Task inputs

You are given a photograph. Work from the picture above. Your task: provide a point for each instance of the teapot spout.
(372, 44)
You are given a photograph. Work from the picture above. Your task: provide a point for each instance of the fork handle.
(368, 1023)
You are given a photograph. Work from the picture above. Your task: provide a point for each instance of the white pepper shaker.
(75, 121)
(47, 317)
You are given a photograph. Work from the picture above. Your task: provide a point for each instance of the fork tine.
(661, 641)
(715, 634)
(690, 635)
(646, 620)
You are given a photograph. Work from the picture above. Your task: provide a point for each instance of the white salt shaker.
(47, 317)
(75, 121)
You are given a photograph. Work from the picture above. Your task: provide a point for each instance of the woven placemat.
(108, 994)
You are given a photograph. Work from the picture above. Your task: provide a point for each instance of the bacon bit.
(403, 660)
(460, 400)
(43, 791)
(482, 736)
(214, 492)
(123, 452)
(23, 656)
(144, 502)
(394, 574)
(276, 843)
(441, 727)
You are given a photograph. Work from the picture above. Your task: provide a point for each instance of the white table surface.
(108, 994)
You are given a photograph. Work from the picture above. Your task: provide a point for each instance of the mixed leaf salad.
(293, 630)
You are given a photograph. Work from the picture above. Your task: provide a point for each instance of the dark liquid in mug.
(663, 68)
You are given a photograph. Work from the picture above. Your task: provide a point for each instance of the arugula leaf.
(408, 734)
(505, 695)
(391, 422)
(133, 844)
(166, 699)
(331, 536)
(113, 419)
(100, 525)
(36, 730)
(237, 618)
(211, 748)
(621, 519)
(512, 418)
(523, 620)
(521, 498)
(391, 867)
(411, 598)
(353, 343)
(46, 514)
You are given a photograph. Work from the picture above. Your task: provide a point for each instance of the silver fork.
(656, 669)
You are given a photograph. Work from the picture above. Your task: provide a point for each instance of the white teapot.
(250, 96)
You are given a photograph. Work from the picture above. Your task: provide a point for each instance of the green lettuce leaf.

Task instructions
All of the data shown above must be copied exactly.

Completed task
You are given a photograph. Work from the picture above. Your task: provide a point for each instance of the teapot spout.
(372, 44)
You are given a photograph. Work from the picture above. Your task: provide a point for each instance of the fork handle.
(368, 1023)
You are given a photograph. Work from the picture above. Your task: provide a point for each instance of the white pepper shaker.
(75, 121)
(47, 317)
You are given a photograph. Work from the picture above. Your task: provide a point for each instance of the fork tine.
(661, 641)
(715, 634)
(690, 635)
(646, 620)
You are given a photograph. Work from the picture above. Your task: provide a point for each instance of the white salt shaker.
(47, 317)
(75, 121)
You are given a photograph. Work from the picture above. Your task: provide a point for each instance of the woven placemat.
(108, 994)
You are given a photograph. Work from the picture above. Your task: provide a point for each instance of the bacon bit.
(403, 660)
(460, 400)
(43, 791)
(482, 736)
(214, 492)
(123, 452)
(23, 656)
(144, 502)
(394, 574)
(276, 843)
(441, 727)
You are given a photograph. Work from the picture above. Your task: provide a point for each instance of the white table surface.
(108, 994)
You are given a photograph. Work from the picture above. Your task: provide a point for each instance of the mixed leaf salad.
(293, 630)
You are given a photograph. Work from the picture above. Your task: provide a point for each instance of the dark liquid in mug.
(663, 68)
You are given a photograph. Work from the picture above. Your task: provide a point for each instance of the arugula leaf.
(408, 734)
(505, 695)
(391, 422)
(133, 844)
(166, 699)
(331, 536)
(113, 419)
(100, 525)
(36, 730)
(237, 618)
(211, 748)
(621, 519)
(512, 418)
(523, 620)
(521, 498)
(391, 867)
(411, 598)
(353, 343)
(46, 514)
You are given a photograph. Work from the picture above. Your task: provide a point for each instance of the silver fork.
(656, 669)
You are given a photograph. Work from the picture above. Your task: provide a point for each instance of the white teapot.
(250, 96)
You are given a photograph. Work from the picture above. Your task: provide a point for each instance of the green lettuce leaf.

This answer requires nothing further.